(Items from a labeling collection)
--- BEGIN ---
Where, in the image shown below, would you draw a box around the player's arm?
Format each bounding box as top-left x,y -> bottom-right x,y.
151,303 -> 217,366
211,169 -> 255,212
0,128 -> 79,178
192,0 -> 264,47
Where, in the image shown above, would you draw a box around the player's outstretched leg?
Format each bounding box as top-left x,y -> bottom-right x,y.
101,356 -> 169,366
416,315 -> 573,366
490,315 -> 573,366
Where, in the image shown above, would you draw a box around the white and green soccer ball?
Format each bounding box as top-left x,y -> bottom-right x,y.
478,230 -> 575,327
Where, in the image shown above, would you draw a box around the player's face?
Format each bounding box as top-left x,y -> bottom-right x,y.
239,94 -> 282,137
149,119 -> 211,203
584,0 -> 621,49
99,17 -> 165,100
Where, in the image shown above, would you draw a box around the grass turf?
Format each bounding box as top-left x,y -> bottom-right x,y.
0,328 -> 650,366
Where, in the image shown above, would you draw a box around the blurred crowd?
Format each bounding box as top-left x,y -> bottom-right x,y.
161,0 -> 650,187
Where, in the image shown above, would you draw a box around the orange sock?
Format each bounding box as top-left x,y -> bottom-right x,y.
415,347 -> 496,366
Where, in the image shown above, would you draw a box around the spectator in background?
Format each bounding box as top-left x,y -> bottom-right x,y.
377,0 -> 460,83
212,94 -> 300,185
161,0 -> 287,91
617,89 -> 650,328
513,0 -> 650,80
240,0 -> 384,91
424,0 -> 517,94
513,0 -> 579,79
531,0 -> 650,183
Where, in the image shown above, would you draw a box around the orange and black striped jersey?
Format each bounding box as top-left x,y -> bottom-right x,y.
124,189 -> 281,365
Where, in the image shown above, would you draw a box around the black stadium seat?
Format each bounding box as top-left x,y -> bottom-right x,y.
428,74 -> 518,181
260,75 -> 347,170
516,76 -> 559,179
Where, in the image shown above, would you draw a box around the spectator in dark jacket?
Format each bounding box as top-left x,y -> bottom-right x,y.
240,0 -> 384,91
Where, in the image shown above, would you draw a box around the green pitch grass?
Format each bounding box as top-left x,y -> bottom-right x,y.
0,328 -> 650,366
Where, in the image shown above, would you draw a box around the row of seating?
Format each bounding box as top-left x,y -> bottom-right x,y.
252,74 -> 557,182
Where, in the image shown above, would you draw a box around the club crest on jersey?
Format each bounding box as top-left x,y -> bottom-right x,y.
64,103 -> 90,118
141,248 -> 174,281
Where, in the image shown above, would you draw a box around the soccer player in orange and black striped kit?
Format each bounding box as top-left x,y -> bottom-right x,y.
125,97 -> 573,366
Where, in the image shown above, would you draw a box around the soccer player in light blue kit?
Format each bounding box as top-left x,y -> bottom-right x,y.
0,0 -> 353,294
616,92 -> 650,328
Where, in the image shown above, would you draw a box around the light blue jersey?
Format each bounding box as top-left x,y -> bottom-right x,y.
--- END ---
PROBLEM DESCRIPTION — Reproduce every row above, changing each "spectator" to "fan" and leaving everything else unchanged.

COMPLETE OUTPUT —
Where, in the image shown below, would you draw a box around the player's arm?
Format each bounding box as top-left x,y -> bottom-right x,y.
151,303 -> 217,366
211,169 -> 255,212
0,128 -> 79,178
192,0 -> 264,47
Where, in the image shown above, would you draw a box around the player's outstretched leg?
Format each bounding box as top-left x,y -> bottom-right x,y.
101,356 -> 169,366
416,315 -> 573,366
490,315 -> 573,366
Where, in the image shown above, would you draw a box around the white and green soccer ball?
Format each bounding box as top-left x,y -> bottom-right x,y.
478,230 -> 575,327
Where, in the image shown above, would you draw a box around the player's face?
Format each bounding box as top-left x,y -> bottom-right x,y.
239,94 -> 282,137
149,119 -> 211,203
584,0 -> 621,49
99,17 -> 165,100
Where, in the image shown above, would you draw a box around the grass turf?
Format each bounding box as top-left x,y -> bottom-right x,y.
0,328 -> 650,366
Where, in the image shown above, would you draw a box around the blurred crowd?
Format each bounding box as top-left x,y -> bottom-right x,y.
161,0 -> 650,187
Where, in the image shown above, would you draw a box around the orange sock?
Format each bounding box as top-left x,y -> bottom-right x,y.
415,347 -> 496,366
Where, in the image shown above, would you draw a box around the fan in background?
Format each bounding box as top-left x,y -> bottom-right x,y.
377,0 -> 460,83
212,94 -> 300,185
161,0 -> 287,91
617,89 -> 650,328
513,0 -> 650,80
240,0 -> 384,91
424,0 -> 517,94
513,0 -> 579,79
531,0 -> 650,183
Where, in the image shown above, would you draw a box around the orange and black striped jersey?
Format each bounding box as top-left x,y -> bottom-right x,y.
124,189 -> 281,365
Where, in the image shown above, would you draw a box around the black stadium seat?
Format each bounding box as top-left x,y -> bottom-right x,y.
428,74 -> 518,181
260,75 -> 347,170
516,76 -> 559,179
Where, in the image shown above, would you draw a box around the fan in dark jacket?
Format each bounding box as top-left x,y -> bottom-right x,y.
240,0 -> 384,91
Where, in the image shown above, would you draw a box around the green pitch grass?
Format each bounding box as top-left x,y -> bottom-right x,y.
0,328 -> 650,366
Where, in the image shown above, would you draw a box around the row of seating?
Format each bounding box as top-left x,y -> bottom-right x,y.
252,74 -> 557,182
Where, in the image shown above, would you draw a box around the club crest on jersey?
Format each bounding box as top-left x,y -> bottom-right x,y.
64,103 -> 90,118
141,248 -> 174,281
Where, in the image shown above, would you draw a box around the soccer player in orange and black striped kit?
Format each bounding box as top-left x,y -> bottom-right x,y.
125,97 -> 573,366
Where, in the image shown above, would you draw a box around the soccer player in light blue kit?
Format each bounding box as top-left x,y -> bottom-right x,y.
0,0 -> 353,294
616,92 -> 650,328
Where, in the image shown above, would you draw a box around the light blue jersey?
Format each bounding box as top-left x,y -> bottom-right x,y.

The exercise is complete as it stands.